**** Extracted text

Mayo Clinic Will Use Watson To Match Cancer Patients With Clinical Trials

Watson Goes Live at Cleveland Clinic

IBM and the Mayo Clinic today announced a partnership that will bring the Watson supercomputer to Mayo’s oncology department, where it will be used to expedite the process of matching patients with relevant clinical trials. The announcement came during Mayo Clinic’s annual Transform symposium, which is being held this week in Rochester, NY.

The task of evaluating a patient’s record and then matching the patient with the best clinical trial for them is currently a time intensive, manual process, but for patients with cancer, inclusion in a promising trial is often looked to as a last chance for recovery. The trials provide patients with an otherwise bleak prognosis access to truly cutting edge in healthcare research. Mayo Clinic researchers are actively engaged in 8,000 human clinical trials at any given time, and over 170,000 trials are being run globally at any given time. Each trial is has specific inclusion criteria, and researchers hope Watson will help expedite the process of finding appropriate trials for sick patients.

********

Carry on the article about Watson matching Mayo Clinic cancer patients with clinical trials, starting after its final sentence. The material after this point is separate from the article.

**** Listed records

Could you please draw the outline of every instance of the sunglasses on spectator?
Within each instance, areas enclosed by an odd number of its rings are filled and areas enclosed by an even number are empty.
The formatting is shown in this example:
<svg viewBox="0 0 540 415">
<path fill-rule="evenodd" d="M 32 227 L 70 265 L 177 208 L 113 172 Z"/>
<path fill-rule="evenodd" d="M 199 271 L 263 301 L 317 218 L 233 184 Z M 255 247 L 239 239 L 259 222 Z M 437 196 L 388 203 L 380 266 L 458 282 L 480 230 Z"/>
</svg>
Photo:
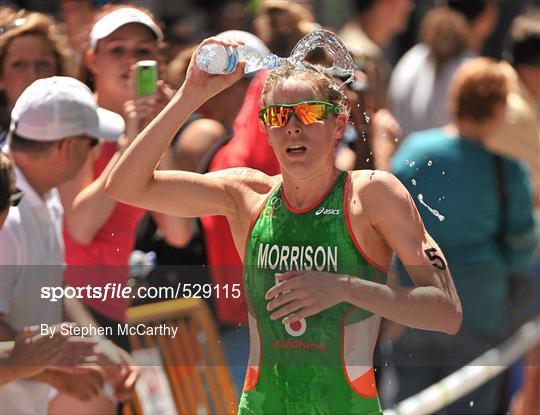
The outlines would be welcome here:
<svg viewBox="0 0 540 415">
<path fill-rule="evenodd" d="M 24 192 L 22 190 L 15 189 L 15 192 L 9 196 L 9 205 L 12 207 L 18 206 L 23 196 Z"/>
<path fill-rule="evenodd" d="M 270 127 L 285 126 L 293 113 L 304 124 L 324 120 L 330 114 L 339 114 L 339 108 L 325 101 L 302 101 L 294 104 L 271 104 L 259 111 L 261 121 Z"/>
</svg>

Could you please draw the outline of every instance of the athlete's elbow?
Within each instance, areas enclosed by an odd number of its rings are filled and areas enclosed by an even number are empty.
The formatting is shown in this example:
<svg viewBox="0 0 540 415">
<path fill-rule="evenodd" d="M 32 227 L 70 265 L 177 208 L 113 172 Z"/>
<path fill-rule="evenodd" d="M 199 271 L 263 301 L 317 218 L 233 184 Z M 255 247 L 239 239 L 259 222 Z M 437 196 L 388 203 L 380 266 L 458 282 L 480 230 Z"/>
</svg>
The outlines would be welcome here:
<svg viewBox="0 0 540 415">
<path fill-rule="evenodd" d="M 122 185 L 114 173 L 109 174 L 105 182 L 105 193 L 114 200 L 128 203 L 130 192 L 125 185 Z"/>
</svg>

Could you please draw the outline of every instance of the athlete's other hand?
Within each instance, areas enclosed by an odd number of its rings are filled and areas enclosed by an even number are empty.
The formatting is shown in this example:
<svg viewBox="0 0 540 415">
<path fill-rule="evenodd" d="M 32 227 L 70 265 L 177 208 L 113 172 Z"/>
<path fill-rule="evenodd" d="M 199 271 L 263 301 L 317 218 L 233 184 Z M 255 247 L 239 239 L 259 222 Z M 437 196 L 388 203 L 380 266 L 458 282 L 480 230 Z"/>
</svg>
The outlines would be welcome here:
<svg viewBox="0 0 540 415">
<path fill-rule="evenodd" d="M 348 278 L 317 271 L 276 274 L 278 283 L 266 293 L 270 318 L 294 323 L 345 300 Z M 277 296 L 277 297 L 276 297 Z"/>
</svg>

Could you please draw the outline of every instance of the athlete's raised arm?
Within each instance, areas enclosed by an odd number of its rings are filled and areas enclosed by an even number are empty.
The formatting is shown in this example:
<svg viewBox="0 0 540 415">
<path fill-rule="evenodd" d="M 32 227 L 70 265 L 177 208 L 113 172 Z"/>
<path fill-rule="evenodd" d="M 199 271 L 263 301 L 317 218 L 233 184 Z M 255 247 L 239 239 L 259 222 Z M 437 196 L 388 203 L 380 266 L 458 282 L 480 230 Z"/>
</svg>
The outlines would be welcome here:
<svg viewBox="0 0 540 415">
<path fill-rule="evenodd" d="M 217 38 L 206 39 L 201 45 L 209 42 L 237 45 Z M 184 217 L 230 216 L 235 214 L 236 203 L 224 179 L 229 177 L 227 173 L 200 175 L 156 170 L 161 155 L 189 115 L 244 75 L 243 63 L 232 74 L 208 75 L 195 64 L 195 54 L 184 84 L 124 152 L 109 175 L 106 191 L 121 202 L 161 213 Z"/>
</svg>

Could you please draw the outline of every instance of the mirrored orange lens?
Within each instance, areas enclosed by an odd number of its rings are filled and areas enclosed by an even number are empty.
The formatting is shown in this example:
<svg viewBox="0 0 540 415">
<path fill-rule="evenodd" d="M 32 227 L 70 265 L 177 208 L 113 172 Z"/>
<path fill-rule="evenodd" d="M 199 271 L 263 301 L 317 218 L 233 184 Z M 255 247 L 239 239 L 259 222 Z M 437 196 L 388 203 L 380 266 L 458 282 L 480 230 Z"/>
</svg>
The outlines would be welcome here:
<svg viewBox="0 0 540 415">
<path fill-rule="evenodd" d="M 269 106 L 264 109 L 262 118 L 267 125 L 283 127 L 287 124 L 293 112 L 304 125 L 313 124 L 316 121 L 326 118 L 327 115 L 325 104 L 306 102 L 295 106 Z"/>
<path fill-rule="evenodd" d="M 294 107 L 294 113 L 304 125 L 313 124 L 326 116 L 324 104 L 299 104 Z"/>
</svg>

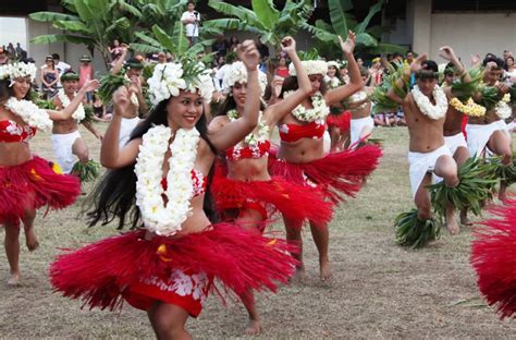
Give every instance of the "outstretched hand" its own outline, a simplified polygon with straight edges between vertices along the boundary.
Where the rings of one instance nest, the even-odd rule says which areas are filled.
[[[419,54],[410,64],[410,72],[417,72],[422,69],[422,62],[428,58],[427,53]]]
[[[245,40],[236,47],[238,59],[246,65],[248,71],[256,71],[260,63],[260,52],[258,52],[255,41]]]
[[[347,32],[346,41],[342,40],[342,37],[339,36],[339,42],[341,44],[341,49],[344,54],[351,54],[355,50],[355,39],[356,35],[353,31]]]
[[[283,52],[291,56],[291,53],[296,51],[296,40],[294,40],[294,38],[291,36],[284,37],[281,40],[281,49]]]
[[[453,51],[453,48],[450,46],[443,46],[439,49],[439,57],[441,57],[444,60],[447,61],[455,61],[457,60],[457,57],[455,56],[455,52]]]

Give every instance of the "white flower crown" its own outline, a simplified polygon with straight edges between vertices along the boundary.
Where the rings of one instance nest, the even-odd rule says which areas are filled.
[[[33,63],[14,62],[0,66],[0,80],[11,80],[11,85],[15,78],[30,76],[30,82],[36,80],[36,65]]]
[[[324,60],[304,60],[302,61],[302,64],[305,68],[306,73],[308,73],[308,75],[311,75],[311,74],[325,75],[328,73],[328,63]],[[296,69],[294,68],[294,63],[291,63],[288,65],[288,73],[292,76],[297,75]]]
[[[267,87],[267,75],[260,70],[258,70],[258,82],[260,83],[260,90],[261,95],[263,96]],[[242,61],[235,61],[230,65],[228,75],[224,77],[224,81],[222,83],[222,87],[225,92],[229,92],[230,88],[236,83],[247,83],[247,69]]]
[[[181,89],[193,94],[198,90],[205,102],[210,102],[214,92],[210,70],[201,62],[189,69],[194,71],[191,76],[184,74],[183,64],[180,62],[157,64],[152,76],[147,81],[152,104],[156,105],[171,96],[176,97]]]

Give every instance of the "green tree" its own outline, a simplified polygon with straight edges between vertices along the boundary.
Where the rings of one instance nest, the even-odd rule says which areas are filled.
[[[405,48],[380,42],[380,36],[383,32],[389,31],[384,26],[369,26],[371,19],[381,11],[384,0],[380,0],[369,9],[369,13],[361,22],[357,22],[355,16],[349,13],[353,10],[353,2],[351,0],[328,0],[330,9],[331,25],[317,20],[315,25],[303,23],[302,27],[312,33],[320,41],[318,50],[325,56],[334,54],[334,46],[339,44],[339,35],[343,38],[347,36],[347,31],[355,32],[356,51],[363,53],[379,54],[382,52],[405,51]],[[331,44],[330,44],[331,42]]]
[[[94,54],[97,50],[106,68],[110,62],[109,45],[114,39],[134,40],[135,27],[143,19],[142,11],[125,0],[63,0],[70,14],[56,12],[32,13],[30,19],[52,23],[62,34],[41,35],[30,39],[34,44],[84,44]]]

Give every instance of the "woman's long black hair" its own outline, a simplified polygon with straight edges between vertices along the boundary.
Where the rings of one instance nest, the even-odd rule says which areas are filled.
[[[130,141],[142,138],[152,125],[169,125],[167,120],[167,105],[169,100],[160,101],[150,111],[147,118],[133,130]],[[208,127],[204,112],[195,127],[199,131],[200,137],[205,139],[211,150],[216,153],[217,150],[208,137]],[[111,222],[115,217],[119,218],[118,229],[123,229],[125,224],[131,224],[131,228],[140,227],[140,212],[136,207],[137,178],[134,173],[135,163],[115,170],[108,170],[94,192],[88,196],[85,210],[93,208],[91,211],[87,212],[89,227],[98,222],[105,226]],[[213,166],[208,174],[208,189],[205,194],[204,209],[210,221],[216,222],[218,217],[214,212],[212,197],[209,191],[212,173]]]

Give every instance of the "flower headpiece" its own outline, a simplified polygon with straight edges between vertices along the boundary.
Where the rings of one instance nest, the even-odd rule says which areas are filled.
[[[304,60],[302,61],[303,66],[306,70],[308,75],[311,74],[322,74],[325,75],[328,73],[328,63],[324,60]],[[294,68],[294,63],[291,63],[288,66],[288,73],[292,76],[296,76],[296,69]]]
[[[226,74],[228,75],[224,77],[222,84],[224,90],[230,90],[230,88],[234,86],[235,83],[247,83],[247,69],[242,61],[235,61],[232,63]],[[260,83],[261,95],[263,96],[267,87],[267,75],[260,70],[258,70],[258,81]]]
[[[157,64],[147,83],[155,105],[171,96],[179,96],[181,89],[193,94],[198,90],[205,102],[210,102],[214,92],[210,70],[199,61],[186,59],[182,62]]]
[[[0,80],[11,80],[9,87],[13,86],[14,80],[30,76],[30,83],[36,78],[36,65],[33,63],[14,62],[0,66]]]

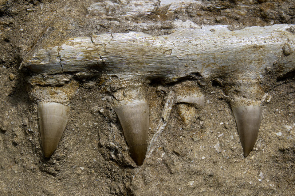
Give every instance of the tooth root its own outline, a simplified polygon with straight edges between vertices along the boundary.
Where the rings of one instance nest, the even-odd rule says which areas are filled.
[[[115,111],[121,123],[131,157],[138,165],[141,165],[148,147],[149,109],[144,101],[116,106]]]
[[[68,122],[69,107],[55,103],[38,104],[38,115],[42,147],[45,157],[50,157],[58,144]]]
[[[252,150],[258,135],[261,119],[259,105],[232,107],[240,136],[244,156],[246,157]]]

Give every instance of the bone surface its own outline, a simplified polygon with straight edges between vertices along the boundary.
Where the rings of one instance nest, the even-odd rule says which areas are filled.
[[[69,107],[54,103],[39,103],[38,118],[45,157],[50,157],[55,150],[68,122]]]
[[[123,128],[132,158],[142,165],[148,147],[149,109],[144,101],[135,100],[116,106],[115,111]]]
[[[204,26],[176,29],[157,36],[130,32],[73,37],[36,51],[22,66],[37,73],[94,70],[144,81],[161,78],[174,81],[196,72],[205,79],[261,79],[266,69],[271,70],[274,65],[281,68],[282,74],[294,70],[295,35],[288,30],[294,26],[235,31],[226,26]]]
[[[248,156],[255,144],[261,119],[259,105],[232,108],[237,123],[244,156]]]

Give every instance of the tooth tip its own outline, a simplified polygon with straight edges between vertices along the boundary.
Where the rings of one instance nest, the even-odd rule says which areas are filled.
[[[147,148],[149,110],[146,102],[137,101],[115,107],[132,158],[142,165]]]
[[[261,119],[259,105],[233,107],[244,156],[248,156],[255,144]]]
[[[137,165],[142,165],[145,158],[148,145],[144,144],[129,148],[131,157]]]
[[[39,103],[38,115],[44,156],[49,157],[55,150],[65,128],[68,107],[54,103]]]

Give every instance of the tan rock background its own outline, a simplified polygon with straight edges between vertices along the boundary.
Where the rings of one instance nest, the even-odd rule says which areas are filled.
[[[37,49],[92,33],[295,24],[292,0],[134,1],[0,1],[0,195],[294,195],[293,73],[270,73],[258,138],[246,158],[222,90],[207,83],[201,87],[205,107],[189,125],[174,106],[157,148],[137,166],[99,77],[77,79],[66,130],[51,157],[44,157],[27,91],[32,73],[18,69]],[[149,141],[173,86],[155,81],[148,87]]]

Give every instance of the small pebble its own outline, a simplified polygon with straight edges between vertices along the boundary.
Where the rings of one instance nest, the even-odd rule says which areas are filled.
[[[28,125],[28,122],[26,120],[22,120],[22,124],[25,126],[26,126]]]
[[[10,80],[13,80],[14,79],[14,78],[15,78],[15,76],[12,74],[10,75],[9,77],[9,79]]]
[[[279,132],[278,133],[276,133],[276,134],[278,136],[282,136],[282,132]]]
[[[218,136],[218,137],[219,138],[220,137],[221,137],[223,135],[223,133],[222,133],[222,134],[220,134],[220,135]]]

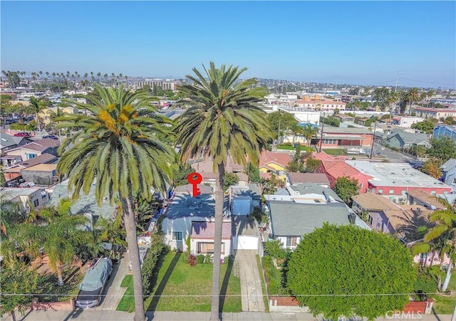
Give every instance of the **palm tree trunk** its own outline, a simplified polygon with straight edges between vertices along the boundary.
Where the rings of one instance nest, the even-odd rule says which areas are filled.
[[[57,278],[58,278],[58,285],[63,285],[63,267],[61,264],[59,264],[58,267],[57,268]]]
[[[131,189],[130,191],[131,191]],[[128,243],[128,251],[130,252],[130,259],[131,260],[132,271],[133,273],[133,291],[135,293],[135,317],[133,320],[135,321],[144,321],[145,320],[145,314],[144,312],[144,301],[142,300],[142,278],[132,199],[130,192],[128,198],[121,198],[120,201],[122,202],[123,221],[125,224],[125,231],[127,232],[127,243]]]
[[[215,191],[215,235],[214,236],[214,263],[212,266],[212,293],[211,298],[211,321],[218,321],[219,294],[220,293],[220,256],[222,252],[222,225],[223,222],[223,186],[225,176],[224,164],[217,165],[219,179]]]
[[[448,267],[447,268],[447,275],[445,277],[445,281],[443,281],[443,285],[442,285],[442,291],[445,292],[448,284],[450,283],[450,278],[451,278],[451,269],[453,268],[453,261],[450,261]]]
[[[36,122],[38,122],[38,130],[40,132],[40,140],[41,139],[41,125],[40,124],[40,117],[38,115],[38,112],[36,112]]]

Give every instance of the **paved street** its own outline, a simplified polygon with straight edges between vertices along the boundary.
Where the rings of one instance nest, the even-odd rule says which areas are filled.
[[[24,321],[68,321],[77,319],[78,321],[130,321],[133,320],[133,314],[120,311],[31,311],[18,320]],[[209,312],[147,312],[147,321],[200,321],[209,320]],[[309,313],[284,313],[284,312],[243,312],[239,313],[223,313],[223,321],[322,321],[321,317],[314,317]],[[388,321],[389,320],[418,320],[420,321],[450,321],[450,315],[392,315],[389,317],[380,317],[376,321]],[[1,319],[2,321],[11,321],[10,317]],[[360,319],[345,319],[343,321],[359,321]]]

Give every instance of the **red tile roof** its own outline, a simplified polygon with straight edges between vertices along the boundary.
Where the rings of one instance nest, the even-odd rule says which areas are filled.
[[[264,150],[261,152],[259,159],[259,167],[261,167],[269,163],[276,163],[284,167],[288,165],[291,160],[288,153],[273,152]]]
[[[231,238],[231,222],[223,222],[222,225],[222,239]],[[213,240],[215,234],[215,222],[192,222],[192,239]]]
[[[291,184],[306,183],[329,184],[329,179],[323,173],[289,173]]]
[[[321,161],[321,164],[324,167],[325,172],[333,177],[341,177],[343,176],[351,177],[363,174],[356,168],[348,165],[345,162],[338,159],[323,160]]]
[[[314,152],[312,153],[312,157],[316,159],[318,159],[318,160],[323,160],[323,159],[328,159],[328,160],[331,160],[331,159],[334,159],[334,157],[333,156],[328,155],[328,154],[326,154],[324,152],[321,152],[319,153],[317,152]]]

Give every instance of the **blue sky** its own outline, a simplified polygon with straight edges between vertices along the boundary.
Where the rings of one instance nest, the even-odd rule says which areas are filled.
[[[456,87],[455,1],[2,1],[1,69]],[[419,81],[418,81],[419,80]]]

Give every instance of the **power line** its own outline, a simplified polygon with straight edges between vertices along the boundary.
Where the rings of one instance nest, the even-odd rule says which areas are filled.
[[[420,295],[438,295],[440,294],[438,292],[431,292],[431,293],[420,293]],[[392,295],[415,295],[416,293],[357,293],[357,294],[301,294],[301,295],[293,295],[293,296],[294,297],[360,297],[360,296],[392,296]],[[39,296],[48,296],[48,295],[53,295],[53,296],[68,296],[69,294],[43,294],[43,293],[1,293],[1,295],[8,295],[8,296],[36,296],[36,297],[39,297]],[[263,296],[266,295],[266,294],[264,294]],[[271,294],[270,295],[274,296],[274,297],[289,297],[290,295],[280,295],[280,294]],[[118,297],[119,295],[102,295],[102,297]],[[131,295],[127,295],[125,294],[123,295],[123,297],[135,297],[136,295],[135,295],[134,294],[131,294]],[[143,295],[138,295],[141,298],[143,297]],[[186,298],[186,297],[199,297],[199,298],[211,298],[212,295],[210,294],[204,294],[204,295],[147,295],[147,297],[159,297],[159,298]],[[236,297],[236,298],[240,298],[240,297],[248,297],[249,295],[242,295],[240,294],[230,294],[230,295],[217,295],[218,297]]]
[[[410,81],[417,81],[418,83],[434,83],[436,85],[456,85],[456,83],[434,83],[432,81],[424,81],[424,80],[417,80],[416,79],[408,79],[408,78],[400,78],[404,80],[410,80]]]

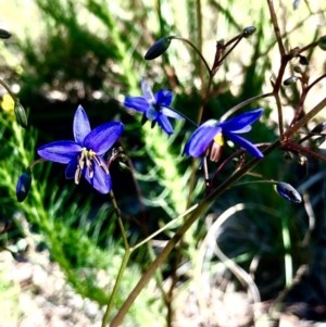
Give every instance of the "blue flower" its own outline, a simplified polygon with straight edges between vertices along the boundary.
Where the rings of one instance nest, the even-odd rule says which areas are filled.
[[[173,93],[170,90],[159,90],[153,95],[145,78],[141,79],[141,90],[142,97],[126,97],[124,105],[142,112],[142,123],[149,120],[152,122],[152,127],[158,123],[167,135],[172,135],[173,127],[168,117],[184,120],[180,114],[168,106]]]
[[[253,143],[239,136],[239,134],[248,133],[251,129],[251,124],[259,120],[262,113],[263,110],[258,109],[222,123],[215,120],[203,123],[186,143],[185,153],[193,158],[210,155],[212,161],[217,162],[224,138],[227,138],[253,156],[263,158],[263,153]]]
[[[302,198],[301,198],[300,193],[288,183],[277,181],[275,189],[279,196],[281,196],[283,198],[285,198],[291,202],[294,202],[294,203],[302,202]]]
[[[111,191],[111,177],[104,154],[115,143],[124,129],[121,122],[110,122],[90,129],[89,121],[79,105],[74,116],[74,141],[63,140],[40,147],[37,153],[49,161],[67,164],[66,178],[78,184],[84,176],[100,193]]]

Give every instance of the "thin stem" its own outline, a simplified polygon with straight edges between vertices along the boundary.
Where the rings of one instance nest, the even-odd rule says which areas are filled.
[[[172,226],[175,222],[179,221],[180,218],[186,217],[188,214],[190,214],[197,207],[197,205],[198,204],[192,205],[187,211],[185,211],[181,215],[179,215],[176,218],[172,219],[166,225],[164,225],[162,228],[158,229],[156,231],[154,231],[153,234],[151,234],[149,237],[147,237],[146,239],[143,239],[139,243],[135,244],[131,248],[131,250],[134,251],[134,250],[138,249],[139,247],[143,246],[145,243],[147,243],[148,241],[150,241],[151,239],[153,239],[155,236],[158,236],[159,234],[161,234],[162,231],[164,231],[166,228],[168,228],[170,226]]]
[[[293,265],[292,265],[292,257],[289,253],[291,249],[291,238],[289,232],[289,218],[287,215],[281,217],[281,238],[283,238],[283,244],[285,249],[285,278],[286,278],[286,287],[289,287],[292,281],[293,277]]]
[[[105,313],[104,313],[104,316],[103,316],[103,319],[102,319],[101,327],[105,327],[109,323],[111,310],[112,310],[112,306],[113,306],[113,300],[114,300],[114,298],[117,293],[117,290],[120,288],[121,281],[122,281],[123,276],[124,276],[124,272],[127,267],[130,254],[133,252],[133,249],[129,247],[129,243],[128,243],[128,240],[127,240],[127,235],[126,235],[126,231],[125,231],[125,228],[124,228],[124,225],[123,225],[123,222],[122,222],[122,217],[121,217],[121,211],[117,206],[114,193],[111,190],[109,194],[110,194],[110,198],[111,198],[111,201],[112,201],[112,205],[113,205],[115,215],[117,217],[117,223],[118,223],[121,234],[122,234],[122,238],[123,238],[124,246],[125,246],[125,253],[124,253],[124,256],[123,256],[123,260],[122,260],[122,263],[121,263],[116,279],[115,279],[115,282],[114,282],[112,293],[110,294],[110,298],[109,298],[109,301],[108,301],[108,304],[106,304],[106,310],[105,310]]]
[[[15,97],[14,93],[11,91],[10,87],[8,86],[8,84],[7,84],[3,79],[1,79],[1,78],[0,78],[0,85],[2,85],[2,86],[5,88],[5,90],[9,92],[10,97],[12,98],[12,100],[13,100],[14,102],[16,102],[16,97]]]
[[[125,230],[122,217],[121,217],[121,211],[120,211],[120,209],[117,206],[117,203],[115,201],[115,197],[114,197],[113,191],[111,190],[109,194],[110,194],[110,198],[111,198],[111,201],[112,201],[112,205],[113,205],[115,215],[117,217],[117,224],[118,224],[118,227],[120,227],[120,230],[121,230],[123,242],[124,242],[125,249],[127,251],[128,249],[130,249],[130,247],[129,247],[129,242],[128,242],[128,239],[127,239],[127,234],[126,234],[126,230]]]
[[[220,118],[220,122],[224,122],[226,121],[230,115],[233,115],[235,112],[237,112],[239,109],[243,108],[244,105],[253,102],[253,101],[256,101],[259,99],[264,99],[264,98],[267,98],[267,97],[272,97],[273,96],[273,92],[268,92],[268,93],[264,93],[264,95],[260,95],[260,96],[255,96],[255,97],[252,97],[250,99],[247,99],[246,101],[242,101],[241,103],[235,105],[234,108],[231,108],[230,110],[228,110],[221,118]]]
[[[280,55],[284,56],[286,54],[286,51],[285,51],[285,48],[284,48],[284,45],[281,41],[280,29],[278,27],[277,16],[275,13],[273,0],[267,0],[267,4],[268,4],[268,9],[269,9],[272,24],[274,27],[274,33],[275,33],[277,45],[278,45],[278,50],[279,50]]]
[[[114,298],[117,293],[117,290],[120,288],[120,285],[121,285],[121,281],[123,279],[123,276],[124,276],[124,272],[127,267],[130,254],[131,254],[131,250],[126,249],[125,254],[124,254],[123,260],[122,260],[122,263],[121,263],[121,266],[120,266],[120,269],[118,269],[118,273],[117,273],[117,277],[115,279],[115,284],[114,284],[112,293],[110,294],[110,298],[109,298],[109,301],[108,301],[108,304],[106,304],[106,310],[105,310],[105,313],[104,313],[104,316],[103,316],[103,319],[102,319],[101,327],[105,327],[109,324],[110,313],[111,313],[112,305],[113,305],[113,300],[114,300]]]
[[[204,56],[202,55],[202,53],[200,52],[200,50],[191,41],[189,41],[189,40],[187,40],[187,39],[185,39],[183,37],[179,37],[179,36],[172,36],[171,39],[180,40],[180,41],[187,43],[188,46],[190,46],[197,52],[197,54],[200,56],[201,61],[203,62],[203,64],[206,67],[206,71],[209,72],[209,74],[211,74],[211,68],[210,68],[206,60],[204,59]]]
[[[280,141],[276,140],[273,144],[271,144],[267,149],[265,149],[264,153],[269,153],[274,149],[280,146]],[[111,323],[111,327],[120,326],[127,311],[150,280],[155,271],[160,267],[160,265],[166,260],[170,252],[174,249],[174,247],[178,243],[178,241],[183,238],[185,232],[192,226],[192,224],[204,213],[206,210],[211,207],[214,203],[215,199],[220,197],[223,192],[225,192],[234,183],[240,179],[247,172],[253,168],[256,164],[259,164],[261,160],[252,159],[249,163],[247,163],[241,169],[239,169],[236,174],[234,174],[230,178],[228,178],[225,183],[223,183],[218,188],[216,188],[212,193],[210,193],[198,206],[193,210],[191,215],[187,215],[185,223],[180,226],[180,228],[176,231],[173,238],[167,242],[162,252],[156,256],[156,259],[152,262],[149,268],[145,272],[142,277],[139,279],[138,284],[135,286],[129,297],[126,299],[122,307],[120,309],[116,316],[113,318]]]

********

▸ Output:
Watson is already loaded with patient selection criteria for some 170,000 clinical trials seeking patients across the globe. Next, Watson will be trained by clinicians and computer scientists to learn the steps involved in analyzing a patient record and matching them with relevant clinical trials. Over time, the algorithms used to match patients will be refined and Watson will become more efficient at its task. Researchers at Mayo hope that Watson is able to expedite the process of identifying participants for clinical trials so that research can move forward faster and more patients can get access to treatments with the highest probability of helping them.

Researchers are also hoping that Watson will be able to help locate far-away patients for inclusion in clinical trials focused on rare diseases. Mayo’s researchers explain that many important clinical trials are never completed because there were not enough patients available to participate in the study.